[EXERCISE INSTRUCTIONS]:
Locate each of the lines below that contains the string "dark", and copy those lines out in full. Treat uppercase and lowercase as different.

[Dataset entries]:
------------

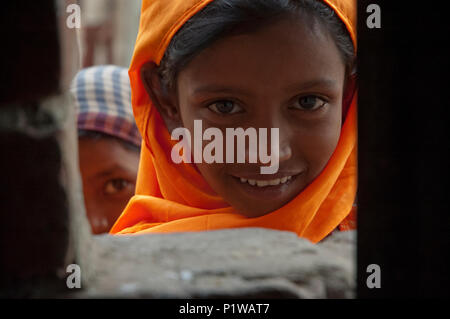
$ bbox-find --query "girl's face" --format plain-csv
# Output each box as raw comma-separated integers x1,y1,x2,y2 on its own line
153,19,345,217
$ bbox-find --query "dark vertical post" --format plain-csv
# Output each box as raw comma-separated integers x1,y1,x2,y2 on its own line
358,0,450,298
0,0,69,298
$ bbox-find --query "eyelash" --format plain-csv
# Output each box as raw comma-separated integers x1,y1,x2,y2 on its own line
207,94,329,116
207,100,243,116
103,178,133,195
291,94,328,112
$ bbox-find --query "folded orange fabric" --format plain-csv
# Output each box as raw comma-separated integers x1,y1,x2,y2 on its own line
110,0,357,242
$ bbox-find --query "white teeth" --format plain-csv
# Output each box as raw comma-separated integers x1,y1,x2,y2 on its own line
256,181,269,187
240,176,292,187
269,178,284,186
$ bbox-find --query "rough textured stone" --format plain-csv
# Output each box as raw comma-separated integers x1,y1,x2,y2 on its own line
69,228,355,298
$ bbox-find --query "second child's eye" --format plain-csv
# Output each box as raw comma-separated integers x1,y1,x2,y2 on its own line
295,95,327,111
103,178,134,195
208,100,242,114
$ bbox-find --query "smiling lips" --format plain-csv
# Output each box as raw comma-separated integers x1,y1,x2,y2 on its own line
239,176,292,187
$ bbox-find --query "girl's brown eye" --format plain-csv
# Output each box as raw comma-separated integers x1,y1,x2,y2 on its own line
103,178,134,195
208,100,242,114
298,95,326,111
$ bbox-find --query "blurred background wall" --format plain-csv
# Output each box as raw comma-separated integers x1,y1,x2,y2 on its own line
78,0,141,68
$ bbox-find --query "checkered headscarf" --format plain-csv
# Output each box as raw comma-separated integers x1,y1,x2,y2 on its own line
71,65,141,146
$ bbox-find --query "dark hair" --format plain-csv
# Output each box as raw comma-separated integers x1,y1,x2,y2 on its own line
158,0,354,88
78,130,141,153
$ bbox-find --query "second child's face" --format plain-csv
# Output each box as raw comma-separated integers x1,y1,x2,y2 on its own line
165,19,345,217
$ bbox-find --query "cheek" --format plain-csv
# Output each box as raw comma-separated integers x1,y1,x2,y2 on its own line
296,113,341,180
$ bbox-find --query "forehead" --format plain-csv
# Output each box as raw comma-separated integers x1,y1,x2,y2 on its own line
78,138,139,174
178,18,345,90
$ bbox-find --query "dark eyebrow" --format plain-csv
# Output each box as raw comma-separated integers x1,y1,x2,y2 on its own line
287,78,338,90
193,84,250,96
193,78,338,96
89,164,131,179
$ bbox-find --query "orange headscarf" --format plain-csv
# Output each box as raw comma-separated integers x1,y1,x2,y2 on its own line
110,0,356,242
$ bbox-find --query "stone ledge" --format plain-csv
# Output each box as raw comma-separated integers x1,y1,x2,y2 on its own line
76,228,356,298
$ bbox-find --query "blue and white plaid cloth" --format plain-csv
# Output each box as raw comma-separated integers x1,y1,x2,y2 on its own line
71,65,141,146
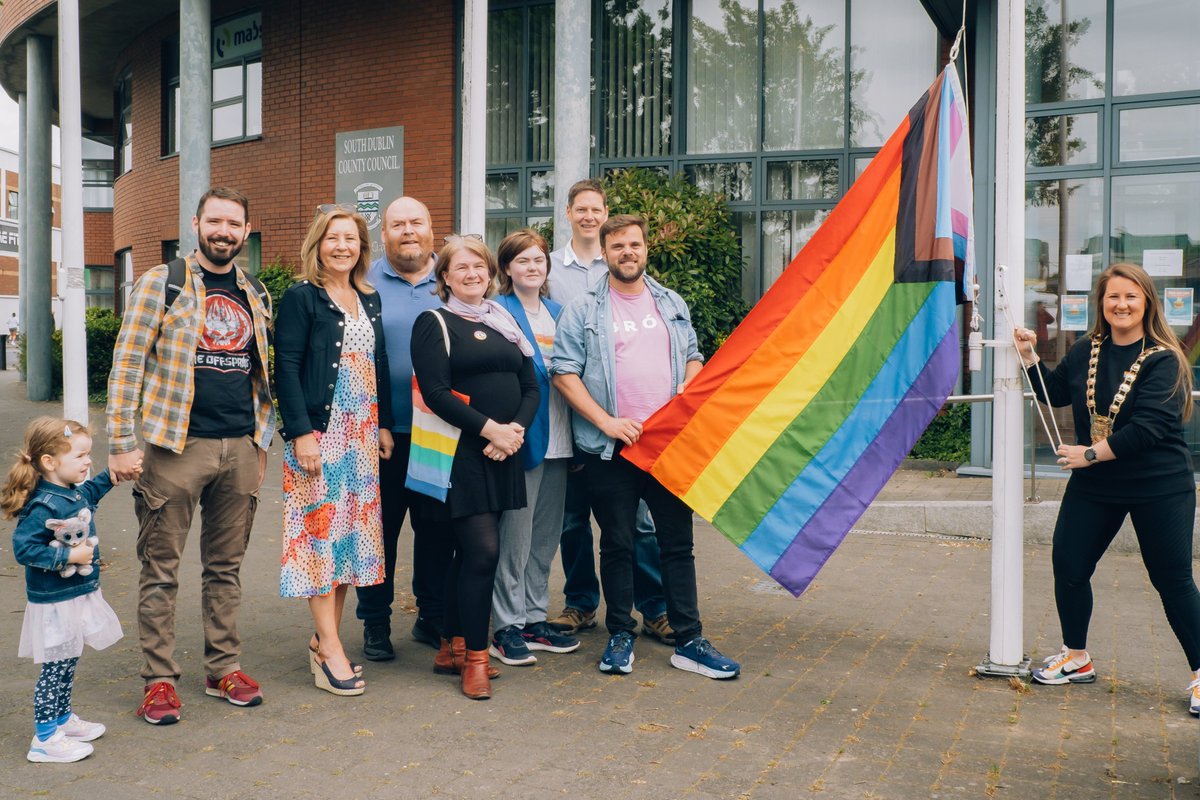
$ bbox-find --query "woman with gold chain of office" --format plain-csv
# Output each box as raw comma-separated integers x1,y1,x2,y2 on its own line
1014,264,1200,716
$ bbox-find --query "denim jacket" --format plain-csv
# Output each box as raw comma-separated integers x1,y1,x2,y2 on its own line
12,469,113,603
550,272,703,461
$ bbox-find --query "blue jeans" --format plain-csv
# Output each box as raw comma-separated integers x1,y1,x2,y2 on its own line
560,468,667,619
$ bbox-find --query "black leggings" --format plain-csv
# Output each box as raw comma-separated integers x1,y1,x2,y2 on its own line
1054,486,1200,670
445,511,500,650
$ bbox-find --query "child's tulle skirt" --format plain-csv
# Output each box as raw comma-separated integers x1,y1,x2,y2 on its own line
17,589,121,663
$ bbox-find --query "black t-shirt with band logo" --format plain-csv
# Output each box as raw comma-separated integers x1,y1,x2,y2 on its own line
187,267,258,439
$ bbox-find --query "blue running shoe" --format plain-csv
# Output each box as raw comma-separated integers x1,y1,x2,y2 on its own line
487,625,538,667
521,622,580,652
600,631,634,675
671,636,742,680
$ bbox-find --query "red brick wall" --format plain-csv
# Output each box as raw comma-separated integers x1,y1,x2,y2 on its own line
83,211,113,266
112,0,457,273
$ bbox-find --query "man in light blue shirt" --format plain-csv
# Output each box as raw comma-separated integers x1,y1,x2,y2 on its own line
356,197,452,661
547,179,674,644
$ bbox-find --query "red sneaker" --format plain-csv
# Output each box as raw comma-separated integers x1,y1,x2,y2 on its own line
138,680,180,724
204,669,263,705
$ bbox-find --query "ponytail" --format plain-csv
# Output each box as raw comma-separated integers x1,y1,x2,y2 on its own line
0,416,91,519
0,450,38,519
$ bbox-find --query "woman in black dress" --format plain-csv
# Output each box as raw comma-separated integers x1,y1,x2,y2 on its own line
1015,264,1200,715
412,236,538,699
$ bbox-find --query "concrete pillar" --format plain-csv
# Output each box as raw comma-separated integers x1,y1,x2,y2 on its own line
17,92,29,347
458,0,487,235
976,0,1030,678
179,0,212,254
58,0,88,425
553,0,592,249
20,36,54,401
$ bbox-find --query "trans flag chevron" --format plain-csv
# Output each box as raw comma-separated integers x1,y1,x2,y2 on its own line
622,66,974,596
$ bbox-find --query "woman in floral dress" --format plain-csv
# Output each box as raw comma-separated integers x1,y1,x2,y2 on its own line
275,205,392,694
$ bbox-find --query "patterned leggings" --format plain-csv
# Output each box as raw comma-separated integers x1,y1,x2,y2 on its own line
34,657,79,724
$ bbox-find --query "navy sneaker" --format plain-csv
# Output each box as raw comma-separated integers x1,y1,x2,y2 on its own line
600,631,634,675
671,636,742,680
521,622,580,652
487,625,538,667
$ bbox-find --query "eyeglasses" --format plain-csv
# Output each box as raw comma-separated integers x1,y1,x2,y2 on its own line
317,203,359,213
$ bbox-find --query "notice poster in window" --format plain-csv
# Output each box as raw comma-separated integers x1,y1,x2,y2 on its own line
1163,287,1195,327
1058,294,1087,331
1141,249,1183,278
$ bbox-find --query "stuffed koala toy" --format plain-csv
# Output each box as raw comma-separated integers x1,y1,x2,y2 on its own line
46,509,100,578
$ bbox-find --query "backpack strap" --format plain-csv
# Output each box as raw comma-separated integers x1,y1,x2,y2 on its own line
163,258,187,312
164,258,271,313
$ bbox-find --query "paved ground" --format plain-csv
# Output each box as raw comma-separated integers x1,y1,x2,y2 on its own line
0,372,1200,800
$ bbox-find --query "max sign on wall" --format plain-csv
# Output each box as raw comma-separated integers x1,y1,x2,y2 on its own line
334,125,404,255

------------

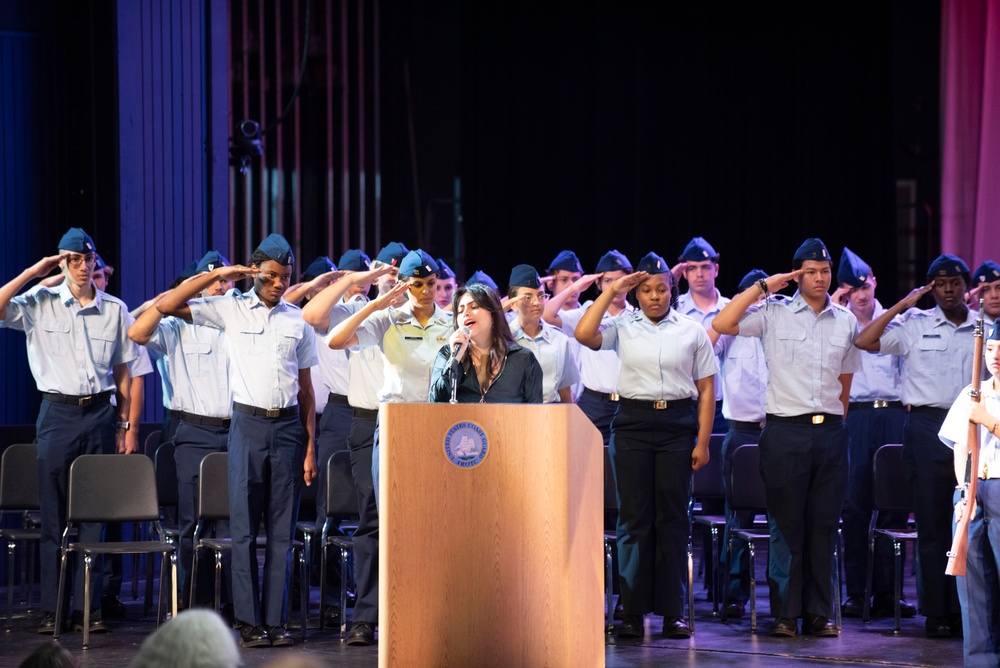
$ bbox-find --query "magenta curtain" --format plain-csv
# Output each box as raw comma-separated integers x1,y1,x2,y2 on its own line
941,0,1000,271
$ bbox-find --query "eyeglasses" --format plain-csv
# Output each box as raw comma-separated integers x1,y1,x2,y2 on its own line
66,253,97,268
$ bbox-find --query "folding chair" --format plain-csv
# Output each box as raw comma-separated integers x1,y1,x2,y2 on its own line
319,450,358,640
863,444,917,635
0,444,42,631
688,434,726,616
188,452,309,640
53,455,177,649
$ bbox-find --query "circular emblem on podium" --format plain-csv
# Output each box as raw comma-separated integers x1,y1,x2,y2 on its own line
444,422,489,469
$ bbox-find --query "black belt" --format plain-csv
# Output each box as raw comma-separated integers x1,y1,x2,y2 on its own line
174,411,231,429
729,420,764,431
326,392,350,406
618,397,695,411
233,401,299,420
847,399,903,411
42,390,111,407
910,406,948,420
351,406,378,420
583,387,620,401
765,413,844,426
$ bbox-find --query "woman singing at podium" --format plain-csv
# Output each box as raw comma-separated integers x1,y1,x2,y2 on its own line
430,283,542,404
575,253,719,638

------------

[ANSWER TO THE EXERCISE]:
$ bbox-find --query "dark vertical post" --format plain-csv
$ bbox-find --query "dark hair" --format plain-csv
$ bbox-find --query "dark eyebrow" --format plain-csv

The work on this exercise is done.